▶ _Given request_
Gather every line in the rows below that contains the string "stamen". Case counts.

>> BEGIN Input

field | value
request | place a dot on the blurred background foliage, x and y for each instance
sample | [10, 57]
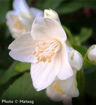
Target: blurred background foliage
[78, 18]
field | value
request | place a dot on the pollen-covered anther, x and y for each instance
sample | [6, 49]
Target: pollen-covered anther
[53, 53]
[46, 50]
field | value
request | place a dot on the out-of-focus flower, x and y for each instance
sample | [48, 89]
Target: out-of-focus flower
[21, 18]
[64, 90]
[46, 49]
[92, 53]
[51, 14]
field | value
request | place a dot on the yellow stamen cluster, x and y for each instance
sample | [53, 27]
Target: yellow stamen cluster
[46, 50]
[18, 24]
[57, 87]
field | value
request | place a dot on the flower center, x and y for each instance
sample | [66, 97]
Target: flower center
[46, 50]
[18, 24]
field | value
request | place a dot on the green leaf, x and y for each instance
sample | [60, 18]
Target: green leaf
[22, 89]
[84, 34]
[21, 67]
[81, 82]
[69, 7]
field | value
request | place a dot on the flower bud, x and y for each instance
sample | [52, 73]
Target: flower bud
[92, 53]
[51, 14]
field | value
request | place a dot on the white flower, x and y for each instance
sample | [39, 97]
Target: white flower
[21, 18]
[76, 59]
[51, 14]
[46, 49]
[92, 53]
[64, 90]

>> END Input
>> BEGIN Input

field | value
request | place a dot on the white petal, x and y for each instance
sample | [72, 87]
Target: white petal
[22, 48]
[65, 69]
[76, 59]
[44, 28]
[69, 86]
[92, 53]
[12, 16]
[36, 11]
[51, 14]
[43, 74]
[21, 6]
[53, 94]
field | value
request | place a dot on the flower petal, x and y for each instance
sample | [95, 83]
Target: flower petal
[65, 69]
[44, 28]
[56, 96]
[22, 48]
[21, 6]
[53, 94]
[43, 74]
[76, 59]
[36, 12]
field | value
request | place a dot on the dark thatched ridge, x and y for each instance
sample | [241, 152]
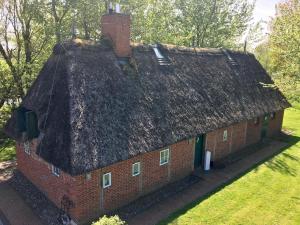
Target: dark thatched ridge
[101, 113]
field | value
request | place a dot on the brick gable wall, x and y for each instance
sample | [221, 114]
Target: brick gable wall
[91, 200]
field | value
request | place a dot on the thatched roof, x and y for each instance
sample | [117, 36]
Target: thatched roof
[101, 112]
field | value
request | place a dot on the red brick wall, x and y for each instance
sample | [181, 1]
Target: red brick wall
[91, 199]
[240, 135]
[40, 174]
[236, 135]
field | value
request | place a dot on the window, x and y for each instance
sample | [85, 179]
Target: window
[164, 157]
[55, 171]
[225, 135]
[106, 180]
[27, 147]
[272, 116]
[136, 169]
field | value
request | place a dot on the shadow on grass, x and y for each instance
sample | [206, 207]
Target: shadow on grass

>> END Input
>> BEGIN Input

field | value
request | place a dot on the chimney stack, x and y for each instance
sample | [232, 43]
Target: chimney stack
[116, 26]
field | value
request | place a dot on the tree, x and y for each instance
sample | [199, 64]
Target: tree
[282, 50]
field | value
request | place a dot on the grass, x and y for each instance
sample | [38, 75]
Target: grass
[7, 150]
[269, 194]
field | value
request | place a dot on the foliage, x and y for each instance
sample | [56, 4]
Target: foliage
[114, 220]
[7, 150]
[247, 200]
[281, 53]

>> END Input

▶ _Solved problem_
request | place a dot on the yellow stamen cluster, x and y for each instance
Target: yellow stamen cluster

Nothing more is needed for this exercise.